Directions for this task: Gather all lines in the entries below that include the word "crouching".

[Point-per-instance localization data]
-----

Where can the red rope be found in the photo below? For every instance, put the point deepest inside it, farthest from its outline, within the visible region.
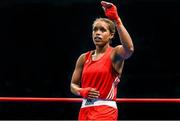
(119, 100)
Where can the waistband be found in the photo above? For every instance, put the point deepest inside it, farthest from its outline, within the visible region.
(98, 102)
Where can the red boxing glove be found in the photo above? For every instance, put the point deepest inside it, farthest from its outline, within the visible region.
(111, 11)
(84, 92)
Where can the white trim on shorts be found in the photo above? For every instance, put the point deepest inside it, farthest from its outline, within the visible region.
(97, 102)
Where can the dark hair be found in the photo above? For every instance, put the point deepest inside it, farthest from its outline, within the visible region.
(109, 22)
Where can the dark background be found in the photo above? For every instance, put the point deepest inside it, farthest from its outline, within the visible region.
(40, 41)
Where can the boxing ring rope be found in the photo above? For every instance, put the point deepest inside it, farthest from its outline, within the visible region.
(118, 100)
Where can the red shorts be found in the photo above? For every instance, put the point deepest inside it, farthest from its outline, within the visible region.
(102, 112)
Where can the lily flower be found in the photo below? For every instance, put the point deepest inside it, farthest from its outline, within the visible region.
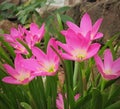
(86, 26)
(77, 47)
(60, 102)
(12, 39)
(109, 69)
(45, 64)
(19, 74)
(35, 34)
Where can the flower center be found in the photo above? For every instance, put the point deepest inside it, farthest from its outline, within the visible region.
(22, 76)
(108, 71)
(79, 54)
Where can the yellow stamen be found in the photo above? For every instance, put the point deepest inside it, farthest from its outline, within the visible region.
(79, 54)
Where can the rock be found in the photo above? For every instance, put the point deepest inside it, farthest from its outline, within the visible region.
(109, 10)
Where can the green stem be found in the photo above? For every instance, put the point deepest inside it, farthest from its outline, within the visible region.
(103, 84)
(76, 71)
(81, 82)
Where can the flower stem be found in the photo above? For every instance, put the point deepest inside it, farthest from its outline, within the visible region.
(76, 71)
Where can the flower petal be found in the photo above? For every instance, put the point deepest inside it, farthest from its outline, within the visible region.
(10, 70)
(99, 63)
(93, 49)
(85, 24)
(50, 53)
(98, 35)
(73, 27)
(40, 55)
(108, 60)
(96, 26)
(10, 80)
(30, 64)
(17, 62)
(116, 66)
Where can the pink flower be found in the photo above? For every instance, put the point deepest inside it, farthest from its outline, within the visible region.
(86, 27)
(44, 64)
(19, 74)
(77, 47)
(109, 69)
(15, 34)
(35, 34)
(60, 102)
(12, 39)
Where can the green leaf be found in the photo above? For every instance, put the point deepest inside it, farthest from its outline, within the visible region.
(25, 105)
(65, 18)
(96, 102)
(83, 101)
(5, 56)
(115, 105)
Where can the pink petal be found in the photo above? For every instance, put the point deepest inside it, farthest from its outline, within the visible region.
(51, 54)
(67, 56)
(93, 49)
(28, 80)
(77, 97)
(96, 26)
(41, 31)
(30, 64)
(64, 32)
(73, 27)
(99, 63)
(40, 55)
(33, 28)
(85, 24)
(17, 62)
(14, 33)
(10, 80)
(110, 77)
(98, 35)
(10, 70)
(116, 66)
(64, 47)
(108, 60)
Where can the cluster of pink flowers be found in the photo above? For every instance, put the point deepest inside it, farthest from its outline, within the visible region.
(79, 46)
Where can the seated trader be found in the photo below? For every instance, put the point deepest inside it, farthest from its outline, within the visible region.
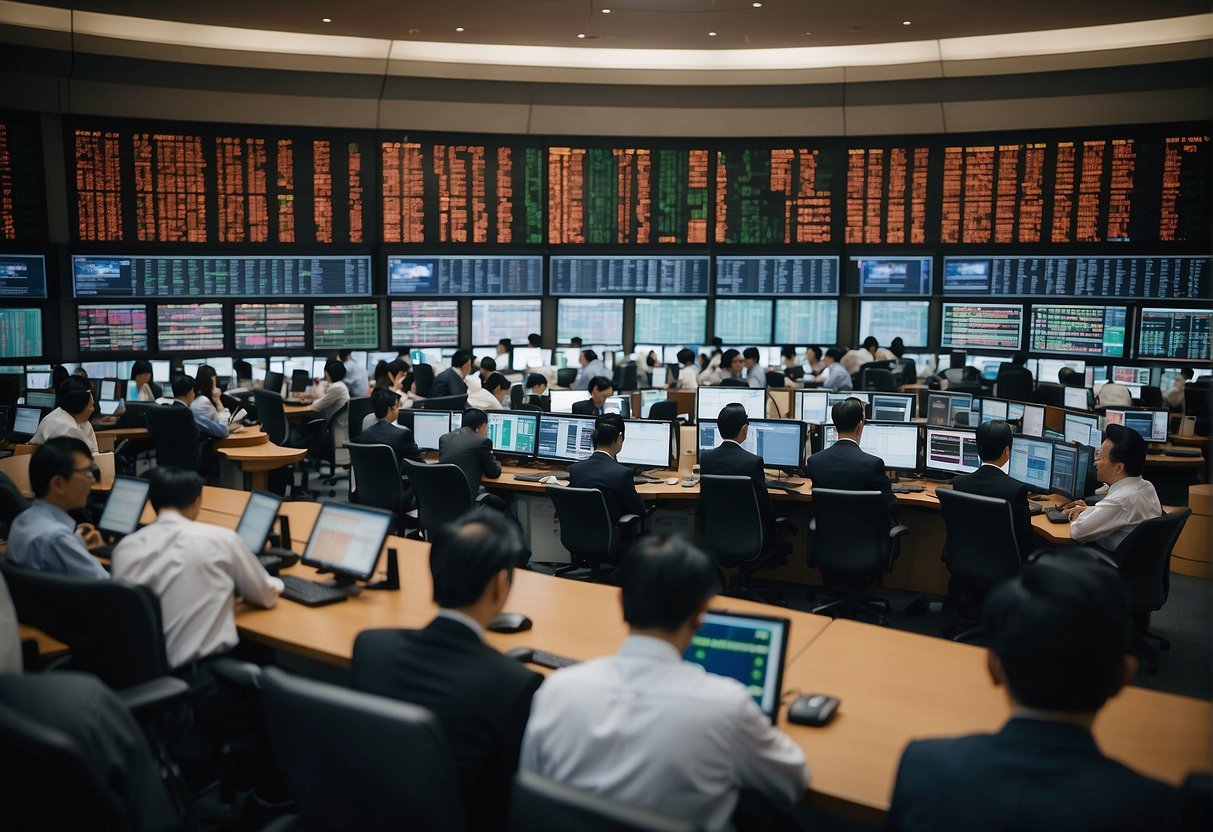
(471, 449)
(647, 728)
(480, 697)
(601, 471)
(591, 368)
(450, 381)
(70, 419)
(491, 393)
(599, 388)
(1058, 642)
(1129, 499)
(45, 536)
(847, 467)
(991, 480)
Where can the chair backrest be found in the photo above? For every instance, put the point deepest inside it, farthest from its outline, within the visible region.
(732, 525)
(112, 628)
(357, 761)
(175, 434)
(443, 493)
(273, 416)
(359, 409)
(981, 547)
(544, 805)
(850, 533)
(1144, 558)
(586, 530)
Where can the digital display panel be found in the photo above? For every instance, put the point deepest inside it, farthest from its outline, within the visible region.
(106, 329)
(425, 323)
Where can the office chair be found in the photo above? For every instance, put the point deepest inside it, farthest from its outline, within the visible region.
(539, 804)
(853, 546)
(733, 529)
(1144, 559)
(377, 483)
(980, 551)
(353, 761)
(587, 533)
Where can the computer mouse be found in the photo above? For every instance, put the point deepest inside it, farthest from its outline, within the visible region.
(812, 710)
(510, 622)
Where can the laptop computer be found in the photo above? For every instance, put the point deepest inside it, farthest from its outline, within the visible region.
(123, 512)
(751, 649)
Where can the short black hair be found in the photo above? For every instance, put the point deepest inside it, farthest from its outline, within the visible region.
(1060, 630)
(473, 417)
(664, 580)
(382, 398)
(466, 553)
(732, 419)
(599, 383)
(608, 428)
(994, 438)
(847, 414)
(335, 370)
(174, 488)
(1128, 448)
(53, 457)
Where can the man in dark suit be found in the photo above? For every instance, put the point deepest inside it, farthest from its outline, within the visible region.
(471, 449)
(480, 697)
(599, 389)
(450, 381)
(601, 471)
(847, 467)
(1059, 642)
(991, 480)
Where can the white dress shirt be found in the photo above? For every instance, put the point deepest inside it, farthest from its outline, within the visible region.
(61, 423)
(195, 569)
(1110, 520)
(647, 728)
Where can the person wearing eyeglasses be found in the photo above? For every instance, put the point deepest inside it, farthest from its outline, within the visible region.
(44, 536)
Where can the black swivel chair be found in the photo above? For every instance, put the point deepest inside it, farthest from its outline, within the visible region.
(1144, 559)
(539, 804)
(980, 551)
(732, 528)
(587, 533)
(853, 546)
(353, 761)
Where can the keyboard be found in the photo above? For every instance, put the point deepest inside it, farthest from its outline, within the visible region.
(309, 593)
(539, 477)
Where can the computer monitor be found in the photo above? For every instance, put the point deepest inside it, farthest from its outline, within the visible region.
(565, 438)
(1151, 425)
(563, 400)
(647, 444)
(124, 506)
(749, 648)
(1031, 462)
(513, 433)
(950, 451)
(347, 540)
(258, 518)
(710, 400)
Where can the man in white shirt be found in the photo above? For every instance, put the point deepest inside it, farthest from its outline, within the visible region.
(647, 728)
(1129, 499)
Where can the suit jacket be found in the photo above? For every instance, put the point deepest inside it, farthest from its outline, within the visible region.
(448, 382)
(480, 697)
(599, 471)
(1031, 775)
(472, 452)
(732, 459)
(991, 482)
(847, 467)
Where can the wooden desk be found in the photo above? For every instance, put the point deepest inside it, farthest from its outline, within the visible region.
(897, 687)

-----

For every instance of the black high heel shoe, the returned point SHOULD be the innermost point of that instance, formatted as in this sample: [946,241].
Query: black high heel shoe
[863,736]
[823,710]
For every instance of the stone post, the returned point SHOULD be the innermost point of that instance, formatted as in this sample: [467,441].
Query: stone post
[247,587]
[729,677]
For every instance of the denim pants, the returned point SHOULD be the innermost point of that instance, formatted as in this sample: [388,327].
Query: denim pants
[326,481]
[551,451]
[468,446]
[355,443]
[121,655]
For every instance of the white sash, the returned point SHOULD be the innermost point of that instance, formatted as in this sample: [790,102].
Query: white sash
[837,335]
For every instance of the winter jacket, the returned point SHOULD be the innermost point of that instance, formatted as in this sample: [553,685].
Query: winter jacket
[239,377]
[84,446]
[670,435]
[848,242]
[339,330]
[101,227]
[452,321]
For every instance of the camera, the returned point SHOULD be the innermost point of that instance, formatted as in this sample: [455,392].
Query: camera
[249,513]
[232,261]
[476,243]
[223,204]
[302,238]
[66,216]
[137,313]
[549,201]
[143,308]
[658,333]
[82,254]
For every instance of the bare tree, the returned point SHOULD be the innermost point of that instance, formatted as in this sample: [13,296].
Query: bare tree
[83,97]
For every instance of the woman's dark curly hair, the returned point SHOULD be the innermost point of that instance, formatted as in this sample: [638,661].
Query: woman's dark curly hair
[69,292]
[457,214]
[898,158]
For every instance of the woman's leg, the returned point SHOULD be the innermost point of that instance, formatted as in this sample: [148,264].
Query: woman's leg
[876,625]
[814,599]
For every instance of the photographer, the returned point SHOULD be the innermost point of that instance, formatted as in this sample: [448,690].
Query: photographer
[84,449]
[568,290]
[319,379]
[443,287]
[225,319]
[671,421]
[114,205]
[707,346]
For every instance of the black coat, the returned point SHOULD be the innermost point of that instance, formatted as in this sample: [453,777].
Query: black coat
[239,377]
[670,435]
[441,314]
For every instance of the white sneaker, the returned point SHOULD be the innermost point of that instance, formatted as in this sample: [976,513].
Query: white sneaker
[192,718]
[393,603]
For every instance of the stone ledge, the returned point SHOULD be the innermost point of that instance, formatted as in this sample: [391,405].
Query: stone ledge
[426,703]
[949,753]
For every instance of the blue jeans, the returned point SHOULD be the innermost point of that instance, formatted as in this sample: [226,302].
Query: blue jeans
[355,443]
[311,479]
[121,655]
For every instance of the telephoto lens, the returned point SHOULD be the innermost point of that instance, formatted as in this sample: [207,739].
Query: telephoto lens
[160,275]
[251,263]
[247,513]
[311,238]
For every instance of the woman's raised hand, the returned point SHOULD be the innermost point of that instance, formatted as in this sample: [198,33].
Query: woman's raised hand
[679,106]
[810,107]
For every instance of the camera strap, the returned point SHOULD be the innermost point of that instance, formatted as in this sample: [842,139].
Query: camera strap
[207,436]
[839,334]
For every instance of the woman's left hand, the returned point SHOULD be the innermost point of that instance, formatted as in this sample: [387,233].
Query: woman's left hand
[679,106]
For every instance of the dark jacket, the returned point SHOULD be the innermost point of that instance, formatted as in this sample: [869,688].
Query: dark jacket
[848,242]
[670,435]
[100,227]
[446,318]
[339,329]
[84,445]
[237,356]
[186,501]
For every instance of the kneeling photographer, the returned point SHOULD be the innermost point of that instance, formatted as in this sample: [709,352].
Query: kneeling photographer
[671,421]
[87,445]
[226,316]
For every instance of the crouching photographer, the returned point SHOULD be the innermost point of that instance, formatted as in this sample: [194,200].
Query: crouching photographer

-----

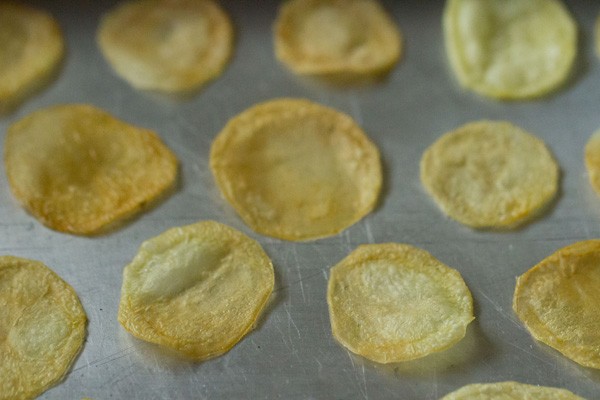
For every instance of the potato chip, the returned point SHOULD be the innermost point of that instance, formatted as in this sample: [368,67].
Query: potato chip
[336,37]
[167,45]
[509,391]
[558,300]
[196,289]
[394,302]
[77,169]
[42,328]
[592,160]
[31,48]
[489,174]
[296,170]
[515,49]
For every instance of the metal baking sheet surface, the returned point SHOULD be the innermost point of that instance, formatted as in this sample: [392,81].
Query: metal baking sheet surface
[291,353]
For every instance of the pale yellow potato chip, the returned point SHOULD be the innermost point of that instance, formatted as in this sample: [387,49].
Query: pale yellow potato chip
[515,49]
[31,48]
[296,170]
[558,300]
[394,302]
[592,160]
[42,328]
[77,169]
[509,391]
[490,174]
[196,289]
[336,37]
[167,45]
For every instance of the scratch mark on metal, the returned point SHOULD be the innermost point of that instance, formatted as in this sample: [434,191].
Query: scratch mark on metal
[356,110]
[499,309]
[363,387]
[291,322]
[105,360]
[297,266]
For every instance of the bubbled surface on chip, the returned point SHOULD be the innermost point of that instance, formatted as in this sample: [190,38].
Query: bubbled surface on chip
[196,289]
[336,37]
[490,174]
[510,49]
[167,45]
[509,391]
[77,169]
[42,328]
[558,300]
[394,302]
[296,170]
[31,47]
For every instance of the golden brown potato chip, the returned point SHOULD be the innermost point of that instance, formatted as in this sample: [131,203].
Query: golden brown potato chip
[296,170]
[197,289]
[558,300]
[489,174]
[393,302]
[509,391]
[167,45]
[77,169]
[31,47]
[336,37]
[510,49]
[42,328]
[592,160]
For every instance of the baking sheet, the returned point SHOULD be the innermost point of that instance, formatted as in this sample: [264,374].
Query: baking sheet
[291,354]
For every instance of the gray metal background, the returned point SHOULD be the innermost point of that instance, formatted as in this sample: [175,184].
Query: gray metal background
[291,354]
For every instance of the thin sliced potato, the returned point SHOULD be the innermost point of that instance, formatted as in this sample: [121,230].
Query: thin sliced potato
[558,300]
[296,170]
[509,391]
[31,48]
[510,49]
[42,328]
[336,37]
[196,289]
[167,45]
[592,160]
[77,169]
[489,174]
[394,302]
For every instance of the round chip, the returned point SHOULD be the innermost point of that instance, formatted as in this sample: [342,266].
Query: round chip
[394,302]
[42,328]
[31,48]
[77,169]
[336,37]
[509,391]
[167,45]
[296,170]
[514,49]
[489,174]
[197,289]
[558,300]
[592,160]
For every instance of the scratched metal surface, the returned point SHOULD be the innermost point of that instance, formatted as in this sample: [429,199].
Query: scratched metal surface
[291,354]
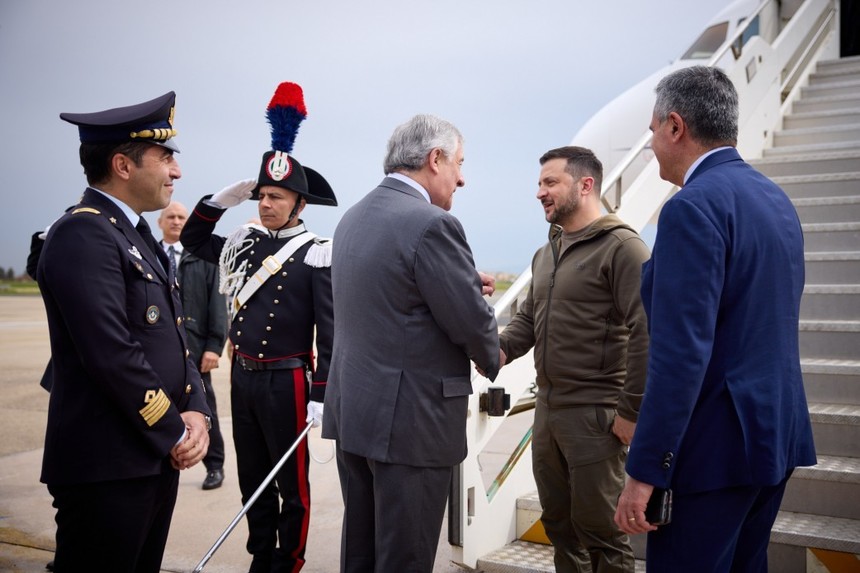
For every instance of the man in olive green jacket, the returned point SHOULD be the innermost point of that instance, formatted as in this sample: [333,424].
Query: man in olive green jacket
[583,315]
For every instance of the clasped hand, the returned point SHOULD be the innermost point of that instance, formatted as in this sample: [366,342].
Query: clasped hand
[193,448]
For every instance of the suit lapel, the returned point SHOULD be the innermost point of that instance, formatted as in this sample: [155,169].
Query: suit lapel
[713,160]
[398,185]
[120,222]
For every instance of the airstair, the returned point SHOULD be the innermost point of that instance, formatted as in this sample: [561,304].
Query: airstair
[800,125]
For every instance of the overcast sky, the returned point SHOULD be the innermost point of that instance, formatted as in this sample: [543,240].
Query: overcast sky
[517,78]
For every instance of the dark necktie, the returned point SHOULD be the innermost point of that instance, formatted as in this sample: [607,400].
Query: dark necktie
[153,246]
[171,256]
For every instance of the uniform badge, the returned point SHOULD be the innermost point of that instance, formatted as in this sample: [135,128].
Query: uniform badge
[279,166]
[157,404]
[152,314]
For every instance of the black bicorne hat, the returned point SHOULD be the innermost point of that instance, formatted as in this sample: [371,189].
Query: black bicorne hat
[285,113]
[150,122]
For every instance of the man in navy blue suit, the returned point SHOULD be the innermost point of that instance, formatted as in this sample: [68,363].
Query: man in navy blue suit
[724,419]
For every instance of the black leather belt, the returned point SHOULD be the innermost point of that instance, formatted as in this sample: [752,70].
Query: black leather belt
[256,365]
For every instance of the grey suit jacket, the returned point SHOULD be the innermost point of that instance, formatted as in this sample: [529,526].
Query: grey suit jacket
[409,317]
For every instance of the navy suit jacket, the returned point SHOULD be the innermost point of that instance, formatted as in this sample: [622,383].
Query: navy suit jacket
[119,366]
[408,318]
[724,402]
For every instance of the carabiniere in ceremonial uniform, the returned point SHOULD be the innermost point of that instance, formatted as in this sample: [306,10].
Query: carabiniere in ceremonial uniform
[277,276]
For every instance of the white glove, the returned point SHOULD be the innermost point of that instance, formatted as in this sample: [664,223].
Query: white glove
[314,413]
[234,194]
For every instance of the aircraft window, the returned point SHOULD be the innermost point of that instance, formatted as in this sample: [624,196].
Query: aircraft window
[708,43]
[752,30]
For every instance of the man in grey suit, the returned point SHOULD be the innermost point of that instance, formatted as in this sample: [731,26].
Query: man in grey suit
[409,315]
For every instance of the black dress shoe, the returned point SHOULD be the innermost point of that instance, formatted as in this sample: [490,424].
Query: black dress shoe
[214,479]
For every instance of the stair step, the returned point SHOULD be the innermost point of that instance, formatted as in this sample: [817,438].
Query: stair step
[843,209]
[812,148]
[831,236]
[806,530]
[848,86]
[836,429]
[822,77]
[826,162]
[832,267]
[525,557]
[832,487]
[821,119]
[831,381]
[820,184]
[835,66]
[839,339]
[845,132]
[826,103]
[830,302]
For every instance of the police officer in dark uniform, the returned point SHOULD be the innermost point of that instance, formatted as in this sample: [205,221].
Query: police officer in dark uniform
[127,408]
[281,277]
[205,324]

-----

Solution for this task:
For every instance of the crouching photographer, the returned point SHOULD be the innermost point of that instance, formatted as in this sample: [194,200].
Query: crouching photographer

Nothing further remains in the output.